■ **EXERCISE PASSAGE**:
Bold moves that backfired
By the mid-2000s, all the action in the Indian skies was concentrated in the commercial Low-Cost Carrier (LCC) sector. Geopolitical tensions and steadily rising fuel costs were eating into the margins of full-service carriers like Jet. A raft of new entrants only increased the stakes for Goyal who was particularly wary of the maverick businessman, Vijay Mallya’s plans to buy out Air Deccan, a struggling no-frills airline.
He lost no time in restarting negotiations for the eventual takeover of Air Sahara which had long been stuck in the pipeline. Goyal pulled off a brilliant coup in 2007, buying the Subrata Roy-owned carrier for a total consideration of INR 1450 crore. In his own words, it was a “good deal which is going to help us. We got a 40 percent discount on the original price of INR 2,300 crore.” Brushing aside insinuations that he had still paid too much, Goyal told PTI that, “The deal is commercially viable since we are getting a lot of infrastructure and manpower”. The deal makes complete economic sense.” In hindsight, however, the hard-won deal may have the beginning of the end for Jet Airways.
Watch: Naresh Goyal talks about Air Sahara deal and focus on JetLite in 2008
The integration of Air Sahara under the Jet banner, however, was not without problems. A long-standing tax dispute predating the acquisition – which Jet challenged in court – precluded a complete merger for years. Not to be outdone, Goyal rechristened the ex-Sahara fleet, Jet Lite, retained its original airline code S2, and began flying it on popular domestic routes. The idea was that – with the lower end of the market taken care of – the parent brand would be free to focus all its energies on the premium segment. The devil, however, lay in the details.
Conflicting brand messaging
While the tax dispute was still sub-judice, Goyal thought it fit to start a new low-frills subsidiary, Jet Konnect, in 2009 to improve occupancy on domestic routes while bringing down operating costs. The result was a textbook branding faux pas that will make for compulsory reading in B-schools for a long time to come.
While the plan looked good on paper, Goyal had overlooked a key detail: customer perception.
He now had not one but two low-cost brands in his stable. Little effort was made to differentiate it from Jet Lite which was flying pretty much the same routes, putting the average customer in a fix. Things came to a head when business seats were routinely assigned to economy passengers and full-service flights did not have enough of them.
Consolidation efforts: too little too late
While Jet grappled with these challenges, the market was not standing still. With the entry of Air Vistara into the market in 2015, full-service brands came back into focus. Having sustained heavy losses, Goyal decided it was time to course-correct once again. Jet Blue and Jet Konnect were both merged into the parent brand in a bid to “get rid of the confusion in the minds of customers.”
Goyal further declared that Jet would “have a uniform full-service product but compete with low fare airlines by working on its cost structure. The company’s coffers were flush with money after Etihad picked up a 24% stake for $379 million in November 2013. However, operating costs soared even as Jet splurged on a fleet of long haul Airbus A-330s and Boeing B-777s, pushing it back into the red. The magic of Goyal’s charisma was beginning to fade with Etihad losing patience with his obduracy.
It is indeed unfortunate that Jet chose to emulate Kingfisher Airlines in trying to ride two horses at once – low cost and premium- and met the exact same fate some 7 years apart.
When the latter crashed out of the market in 2012, Jet was perched at the very top. Though hindsight is 20/20, had Goyal tempered his ambitions with the practical advice from his team, his lot would have been entirely different.

■ **EXERCISES TO COMPLETE**:
1. From the Jet Airways passage, copy the text starting with "Watch: Naresh Goyal" and going on through "in the details.".
2. Answer these questions using the Jet Airways passage:
(a) For what total consideration did Goyal buy Air Sahara?
(b) In what year did Goyal start Jet Konnect?
(c) What stake did Etihad pick up in Jet, and for how much?

■ **RECORDS SHOWN**:
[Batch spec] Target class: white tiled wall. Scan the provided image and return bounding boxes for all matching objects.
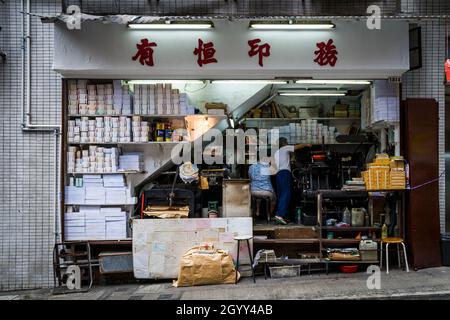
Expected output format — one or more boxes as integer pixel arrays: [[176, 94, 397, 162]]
[[403, 21, 446, 233]]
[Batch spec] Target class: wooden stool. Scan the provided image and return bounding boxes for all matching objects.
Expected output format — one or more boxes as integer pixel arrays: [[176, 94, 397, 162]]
[[380, 238, 409, 274], [234, 236, 256, 283]]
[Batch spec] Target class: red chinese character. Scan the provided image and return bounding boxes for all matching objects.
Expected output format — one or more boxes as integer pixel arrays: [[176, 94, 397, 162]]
[[248, 39, 270, 67], [194, 39, 217, 67], [314, 39, 338, 67], [133, 39, 157, 67]]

■ **COMPLETED EXERCISE**:
1.
Watch: Naresh Goyal talks about Air Sahara deal and focus on JetLite in 2008
The integration of Air Sahara under the Jet banner, however, was not without problems. A long-standing tax dispute predating the acquisition – which Jet challenged in court – precluded a complete merger for years. Not to be outdone, Goyal rechristened the ex-Sahara fleet, Jet Lite, retained its original airline code S2, and began flying it on popular domestic routes. The idea was that – with the lower end of the market taken care of – the parent brand would be free to focus all its energies on the premium segment. The devil, however, lay in the details.

2.
(a) INR 1450 crore
(b) 2009
(c) A 24% stake for $379 million